• _Reading text_:
-- START --
Well-said. The NYTimes piece is the way some folks want people to see the world. The Gawker piece shows how it really is. At least two of the FB talent acquisitions happened because of one rich, well-connected guy. If you take those out of the picture, it looks a lot less like a trend story....so they didn't include that information.
Can we just not post articles of the form "[Is/Are] X a sign of a new bubble" from now on? Let's just all assume that everything up to and including oxygen metabolism is a possible sign of a new bubble, and get on with our lives, shall we?
'Paul Graham, the head of Y Combinator, the high-profile incubator and investor, answers with some numbers. Of the more than 310 start-ups that have passed through his startup factory, a mere 25 have been sold and about 18 of those were talent acquisitions. he said. That leaves more than 285 that are still toiling away. While some of those are hugely successful — Airbnb and DropBox, for example — many are not.
-- END --
• _Extracted data_:
-- START --
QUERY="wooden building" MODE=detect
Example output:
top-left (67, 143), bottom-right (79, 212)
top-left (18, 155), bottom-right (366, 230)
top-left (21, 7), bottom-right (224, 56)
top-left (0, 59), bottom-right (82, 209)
-- END --
Rewrite the comments about startup sales, starting at "Can we just" and ending at "many are not.", and put "acqui-hires" in place of "talent acquisitions". The data won't be needed for this.

• _Task response_:
Can we just not post articles of the form "[Is/Are] X a sign of a new bubble" from now on? Let's just all assume that everything up to and including oxygen metabolism is a possible sign of a new bubble, and get on with our lives, shall we?
'Paul Graham, the head of Y Combinator, the high-profile incubator and investor, answers with some numbers. Of the more than 310 start-ups that have passed through his startup factory, a mere 25 have been sold and about 18 of those were acqui-hires. he said. That leaves more than 285 that are still toiling away. While some of those are hugely successful — Airbnb and DropBox, for example — many are not.